→ **RECORDS SUPPLIED**
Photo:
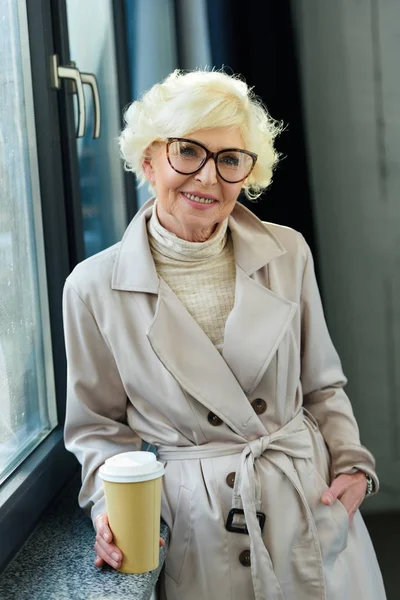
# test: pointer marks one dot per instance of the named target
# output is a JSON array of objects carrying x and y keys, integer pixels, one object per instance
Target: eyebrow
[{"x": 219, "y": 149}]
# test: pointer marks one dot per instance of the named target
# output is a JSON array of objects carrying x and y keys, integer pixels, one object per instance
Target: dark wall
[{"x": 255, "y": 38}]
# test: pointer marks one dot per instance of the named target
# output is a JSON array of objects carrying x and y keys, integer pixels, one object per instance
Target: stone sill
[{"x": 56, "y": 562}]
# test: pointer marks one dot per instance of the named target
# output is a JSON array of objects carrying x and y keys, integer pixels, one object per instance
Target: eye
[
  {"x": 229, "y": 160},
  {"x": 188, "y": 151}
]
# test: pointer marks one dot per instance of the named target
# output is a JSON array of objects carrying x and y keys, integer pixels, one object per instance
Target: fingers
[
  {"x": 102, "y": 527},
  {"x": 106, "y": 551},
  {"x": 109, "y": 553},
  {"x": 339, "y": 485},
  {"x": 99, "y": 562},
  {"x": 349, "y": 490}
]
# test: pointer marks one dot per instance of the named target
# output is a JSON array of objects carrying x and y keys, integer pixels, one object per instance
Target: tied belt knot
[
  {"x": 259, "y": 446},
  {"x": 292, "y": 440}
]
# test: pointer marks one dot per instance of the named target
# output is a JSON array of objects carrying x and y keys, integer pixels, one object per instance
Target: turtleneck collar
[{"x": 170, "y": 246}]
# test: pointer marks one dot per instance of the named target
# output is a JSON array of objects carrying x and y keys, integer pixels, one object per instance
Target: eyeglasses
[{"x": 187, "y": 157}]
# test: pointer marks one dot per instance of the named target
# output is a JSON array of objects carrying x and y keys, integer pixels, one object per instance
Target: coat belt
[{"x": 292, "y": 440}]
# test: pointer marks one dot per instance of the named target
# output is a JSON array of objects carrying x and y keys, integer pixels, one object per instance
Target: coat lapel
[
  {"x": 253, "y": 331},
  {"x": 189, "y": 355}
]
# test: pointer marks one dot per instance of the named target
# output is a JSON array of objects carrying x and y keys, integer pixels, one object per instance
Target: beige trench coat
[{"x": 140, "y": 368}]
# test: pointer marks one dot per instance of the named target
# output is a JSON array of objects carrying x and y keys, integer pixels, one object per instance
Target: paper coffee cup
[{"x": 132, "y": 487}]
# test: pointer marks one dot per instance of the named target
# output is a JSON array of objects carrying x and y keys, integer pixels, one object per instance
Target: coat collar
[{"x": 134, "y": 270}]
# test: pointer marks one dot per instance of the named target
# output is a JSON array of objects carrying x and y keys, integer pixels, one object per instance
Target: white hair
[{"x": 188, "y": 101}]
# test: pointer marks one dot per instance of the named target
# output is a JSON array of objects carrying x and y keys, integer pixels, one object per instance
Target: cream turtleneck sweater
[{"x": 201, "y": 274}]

→ **DESCRIPTION OF THE TASK**
Once the pictures are set aside, output all of the data above verbatim.

→ **RESULT FOR THIS EXERCISE**
Photo:
# test: pointer marks one dot per instance of the named target
# output is a JSON array of objects carrying x and y keys, integer pixels, one object per instance
Target: eyebrow
[{"x": 219, "y": 149}]
# test: pointer marks one dot per instance of the named target
# output is a JSON array of objects carrying x and y keys, integer pixels, one object per instance
Target: dark wall
[{"x": 255, "y": 38}]
# test: pointer marks one dot per instance of the named target
# output is a JSON array of objects carrying x and y keys, integer pixels, one object per instance
Target: stone sill
[{"x": 56, "y": 562}]
# test: pointer marks one dot per instance of the named target
# output is a JSON array of objects carrying x and y keys, integer pixels, one object per instance
Target: eye
[
  {"x": 229, "y": 160},
  {"x": 188, "y": 151}
]
# test: pointer marks one dot per instance of the named target
# output is a JSON array of objects carrying x and y keys, integer pixels, one object per instance
Target: fingers
[
  {"x": 102, "y": 527},
  {"x": 106, "y": 551},
  {"x": 109, "y": 553},
  {"x": 339, "y": 485},
  {"x": 99, "y": 562},
  {"x": 349, "y": 490}
]
# test: pointer marks one dot per instance of the named target
# output is a JSON array of objects carrying x and y keys, integer pixels, one object per instance
Target: tied belt knot
[
  {"x": 259, "y": 446},
  {"x": 292, "y": 440}
]
# test: pointer marks one dot per instance of the named target
# output is a JSON array of objects carrying x and y keys, integer pixels, one object per instance
Target: turtleneck collar
[{"x": 170, "y": 246}]
# test: pointer marks one dot per instance of the named target
# output is a JSON array of objects carrying x and y keys, integer pixels, one object per instance
Target: eyeglasses
[{"x": 187, "y": 157}]
# test: pointer marks one dot per instance of the named target
# output is a JSON array of objects carrying x and y keys, integer pixels, one object per instance
Target: coat belt
[{"x": 292, "y": 440}]
# test: pointer marks one dot per instance of the named target
# output is a JSON array of objects carrying x and y keys, integer pixels, one object per instance
Target: coat lapel
[
  {"x": 253, "y": 331},
  {"x": 189, "y": 355}
]
# test: pointer marks one dot per instance of the named target
# output is a JSON array of objects carrying x and y keys, integer pixels, one object per instance
Target: beige trench coat
[{"x": 140, "y": 368}]
# test: pointer marks one dot per instance of the named target
# output is a JSON array of objects carrying x and y keys, integer pixels, one object per instance
Target: paper coffee cup
[{"x": 132, "y": 487}]
# test: pointer marks one dot per instance of the named target
# output is a JSON array of objects carrying x and y keys, integer pixels, one object per instance
Target: coat collar
[{"x": 134, "y": 270}]
# test: pointer marks one dot per instance of the named target
# output is a JSON array of objects carrying x and y keys, integer pixels, one object per instance
Target: white hair
[{"x": 188, "y": 101}]
# test: pointer marks one dot per instance of the named target
# output is a JSON array of objects carrying x and y keys, integer pixels, one object per instance
Target: cream turtleneck sweater
[{"x": 201, "y": 274}]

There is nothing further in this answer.